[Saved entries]

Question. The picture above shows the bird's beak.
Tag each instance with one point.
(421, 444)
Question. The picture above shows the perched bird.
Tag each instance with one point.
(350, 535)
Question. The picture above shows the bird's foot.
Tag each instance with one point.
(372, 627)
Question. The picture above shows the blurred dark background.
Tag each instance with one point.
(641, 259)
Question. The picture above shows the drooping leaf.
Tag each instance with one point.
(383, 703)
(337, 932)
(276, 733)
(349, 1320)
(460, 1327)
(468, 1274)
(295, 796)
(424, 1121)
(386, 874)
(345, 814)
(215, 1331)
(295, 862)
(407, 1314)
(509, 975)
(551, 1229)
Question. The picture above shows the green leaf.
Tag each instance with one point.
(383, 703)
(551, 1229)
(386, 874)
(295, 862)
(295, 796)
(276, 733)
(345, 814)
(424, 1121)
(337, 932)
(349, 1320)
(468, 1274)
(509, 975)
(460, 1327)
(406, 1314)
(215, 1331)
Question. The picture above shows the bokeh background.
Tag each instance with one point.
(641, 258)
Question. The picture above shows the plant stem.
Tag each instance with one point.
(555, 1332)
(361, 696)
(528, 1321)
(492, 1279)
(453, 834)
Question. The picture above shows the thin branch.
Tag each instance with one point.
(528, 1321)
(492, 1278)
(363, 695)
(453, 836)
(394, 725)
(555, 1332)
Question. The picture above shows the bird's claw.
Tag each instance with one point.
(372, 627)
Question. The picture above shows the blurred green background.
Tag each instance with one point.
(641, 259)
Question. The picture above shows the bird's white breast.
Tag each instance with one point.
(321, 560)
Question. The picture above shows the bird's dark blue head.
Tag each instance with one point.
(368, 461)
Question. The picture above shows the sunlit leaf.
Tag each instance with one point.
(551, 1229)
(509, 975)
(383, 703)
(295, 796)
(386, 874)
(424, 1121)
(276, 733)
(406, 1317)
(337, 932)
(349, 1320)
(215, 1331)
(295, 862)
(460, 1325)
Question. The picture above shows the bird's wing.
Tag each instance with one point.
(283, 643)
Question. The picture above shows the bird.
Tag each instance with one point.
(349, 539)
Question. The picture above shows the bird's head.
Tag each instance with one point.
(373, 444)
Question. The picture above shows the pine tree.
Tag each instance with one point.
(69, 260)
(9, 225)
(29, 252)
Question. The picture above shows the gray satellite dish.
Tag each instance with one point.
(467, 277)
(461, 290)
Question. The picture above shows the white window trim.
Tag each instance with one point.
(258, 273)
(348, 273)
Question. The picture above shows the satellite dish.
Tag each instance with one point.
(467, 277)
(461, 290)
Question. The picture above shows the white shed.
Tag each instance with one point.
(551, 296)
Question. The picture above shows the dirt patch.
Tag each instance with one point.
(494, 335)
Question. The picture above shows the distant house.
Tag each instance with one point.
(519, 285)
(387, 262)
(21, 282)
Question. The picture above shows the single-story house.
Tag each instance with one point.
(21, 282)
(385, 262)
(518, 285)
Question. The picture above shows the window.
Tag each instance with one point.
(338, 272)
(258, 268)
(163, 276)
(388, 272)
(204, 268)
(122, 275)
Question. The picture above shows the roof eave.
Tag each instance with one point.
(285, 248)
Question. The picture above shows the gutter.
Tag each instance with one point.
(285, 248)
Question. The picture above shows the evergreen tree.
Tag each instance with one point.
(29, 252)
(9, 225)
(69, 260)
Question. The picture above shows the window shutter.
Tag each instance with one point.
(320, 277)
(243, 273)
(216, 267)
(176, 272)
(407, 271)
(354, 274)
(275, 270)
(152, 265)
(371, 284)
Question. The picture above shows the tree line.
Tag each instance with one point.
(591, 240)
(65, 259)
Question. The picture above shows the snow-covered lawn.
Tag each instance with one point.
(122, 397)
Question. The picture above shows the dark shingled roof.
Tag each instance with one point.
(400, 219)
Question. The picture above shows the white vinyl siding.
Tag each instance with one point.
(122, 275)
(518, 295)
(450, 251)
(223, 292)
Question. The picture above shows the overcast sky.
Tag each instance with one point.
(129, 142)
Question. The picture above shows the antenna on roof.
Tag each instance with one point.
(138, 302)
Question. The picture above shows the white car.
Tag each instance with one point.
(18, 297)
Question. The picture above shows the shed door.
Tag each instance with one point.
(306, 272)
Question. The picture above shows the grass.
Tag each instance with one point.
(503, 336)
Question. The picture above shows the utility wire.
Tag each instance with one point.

### [Task goal]
Show every line from the entries above in which the word "house" appears.

### [Answer to the problem]
Question. The picture above shows the distant house.
Question. The picture above shows the single-story house.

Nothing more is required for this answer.